Reading passage.
Muhammad Aminkhan Madrassah
Near Ata-Darvoza Gate, at the entrance to Ichan-Kala (“Inner Town”) there is a small square that developed in front of the southern walls of Kunya-Ark Citadel. Here, the construction of Muhammad Aminkhan Madrassah was completed in 1855. Its majestic portal, two-storey arched outhouses and corner guldasta towers are covered with decorative majolica. Adjoining the madrassah, stands the unfinished blue Kalta-Minor Minaret, which was a part of the monumental complex of the higher Muslim school. It was intended as the highest minaret in Central Asia. Though Muhammad Aminkhan did not manage to complete the minaret, his madrassah really became the biggest in Khorezm and neighboring countries. Muhammad Aminkhan reigned for only 10 years, and he spent these years in victorious military campaigns. The rich war trophies enabled the conceited khan to allot a lot of money on construction of the buildings that were to immortalize his eminence and wisdom.
One hundred and twenty-five hujra cells surround the yard of the madrassah. Each cell on the ground floor comprises some back rooms, whereas the cells located in the second story have loggias. Four large arched peshtak portals face the yard. In the madrassah there were also a few darskhona lecture halls, a mosque and a large number of service rooms. Decorating the outside and inside facades of the madrassah, the craftsmen seemed to have competed with each other for the best patterns to embody the then prevailing ideals of beauty and perfection. The wide variety of high-quality mosaic and majolica patterns of the madrassah is really amazing.
Students and teachers of the madrassah could enjoy quite comfortable accommodation for that period of time – the mid-19th century. In some vakuf documents there were mentioned very large sums of money that were allotted for board and lodging of 260 students of the madrassah, its two mutavalli and five ahund teachers, an imam, two servants and even a barber.
On the portal of the madrassah, above the arch, there is an inscription in Arabic. Praising Khiva’s khan, it says ‘This wonderful building will be eternally pleasing the next generations…’ Indeed, the workmanship of the masons who accomplished excellent brickwork on gunch mortar helped the building of the madrassah be beyond the destructive effect of the time.

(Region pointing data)

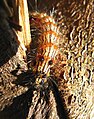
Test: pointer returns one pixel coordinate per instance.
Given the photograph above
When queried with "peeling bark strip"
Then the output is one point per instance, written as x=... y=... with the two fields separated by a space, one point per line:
x=21 y=16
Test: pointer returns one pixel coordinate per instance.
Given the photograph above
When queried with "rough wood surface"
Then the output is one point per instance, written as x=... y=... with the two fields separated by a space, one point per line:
x=73 y=95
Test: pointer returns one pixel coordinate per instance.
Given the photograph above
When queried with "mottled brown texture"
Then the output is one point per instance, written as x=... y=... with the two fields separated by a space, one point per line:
x=72 y=95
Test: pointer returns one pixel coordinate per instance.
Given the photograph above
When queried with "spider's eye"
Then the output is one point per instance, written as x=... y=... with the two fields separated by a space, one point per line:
x=50 y=62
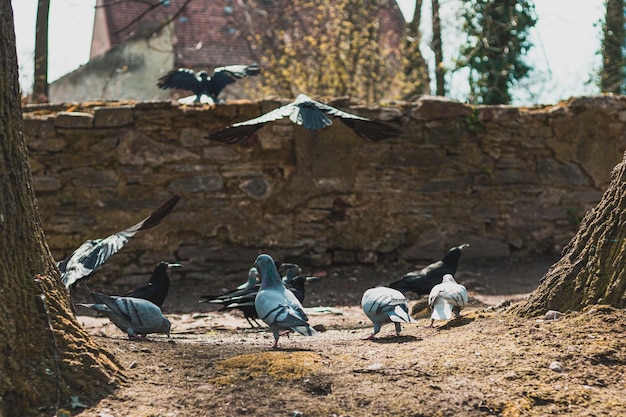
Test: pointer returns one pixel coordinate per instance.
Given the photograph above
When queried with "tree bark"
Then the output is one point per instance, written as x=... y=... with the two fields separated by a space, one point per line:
x=40 y=86
x=592 y=269
x=46 y=355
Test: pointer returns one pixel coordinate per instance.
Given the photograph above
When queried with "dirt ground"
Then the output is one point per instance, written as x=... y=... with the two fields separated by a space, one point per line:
x=486 y=363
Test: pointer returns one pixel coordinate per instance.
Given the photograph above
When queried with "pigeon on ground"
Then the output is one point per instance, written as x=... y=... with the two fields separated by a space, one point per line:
x=422 y=281
x=311 y=115
x=384 y=305
x=135 y=316
x=93 y=253
x=447 y=299
x=276 y=305
x=157 y=288
x=206 y=88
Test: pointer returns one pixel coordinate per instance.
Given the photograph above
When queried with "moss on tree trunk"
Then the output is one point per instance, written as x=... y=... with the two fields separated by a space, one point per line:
x=592 y=269
x=46 y=357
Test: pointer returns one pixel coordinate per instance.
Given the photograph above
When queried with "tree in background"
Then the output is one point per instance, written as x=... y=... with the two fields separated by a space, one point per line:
x=613 y=72
x=47 y=357
x=593 y=265
x=498 y=39
x=40 y=87
x=437 y=46
x=328 y=49
x=415 y=66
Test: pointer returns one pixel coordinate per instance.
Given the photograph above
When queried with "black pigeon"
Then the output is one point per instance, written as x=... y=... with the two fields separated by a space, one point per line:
x=204 y=85
x=311 y=115
x=157 y=288
x=422 y=282
x=93 y=253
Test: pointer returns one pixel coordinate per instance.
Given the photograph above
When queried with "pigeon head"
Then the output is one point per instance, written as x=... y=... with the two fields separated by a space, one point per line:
x=166 y=327
x=267 y=270
x=448 y=278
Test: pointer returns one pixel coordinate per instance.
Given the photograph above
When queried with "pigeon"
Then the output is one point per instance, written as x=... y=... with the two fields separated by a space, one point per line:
x=311 y=115
x=447 y=299
x=253 y=280
x=243 y=301
x=157 y=288
x=276 y=305
x=422 y=281
x=93 y=253
x=135 y=316
x=206 y=88
x=384 y=305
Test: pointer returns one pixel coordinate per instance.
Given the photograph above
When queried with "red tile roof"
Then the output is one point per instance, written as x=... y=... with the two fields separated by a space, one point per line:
x=206 y=32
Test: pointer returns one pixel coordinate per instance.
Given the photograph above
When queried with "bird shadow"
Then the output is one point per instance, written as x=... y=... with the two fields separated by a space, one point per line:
x=396 y=339
x=462 y=321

Task requirements.
(1) Answer these questions from the passage on Muhammad Aminkhan Madrassah.
(a) In what year was construction of the madrassah completed?
(b) How many hujra cells surround the yard of the madrassah?
(c) For how many students were sums of money allotted for board and lodging?
(2) Print the part of the passage on Muhammad Aminkhan Madrassah from "One hundred and" up to and including "is really amazing.".

Expected results.
(1)
(a) 1855
(b) One hundred and twenty-five
(c) 260

(2)
One hundred and twenty-five hujra cells surround the yard of the madrassah. Each cell on the ground floor comprises some back rooms, whereas the cells located in the second story have loggias. Four large arched peshtak portals face the yard. In the madrassah there were also a few darskhona lecture halls, a mosque and a large number of service rooms. Decorating the outside and inside facades of the madrassah, the craftsmen seemed to have competed with each other for the best patterns to embody the then prevailing ideals of beauty and perfection. The wide variety of high-quality mosaic and majolica patterns of the madrassah is really amazing.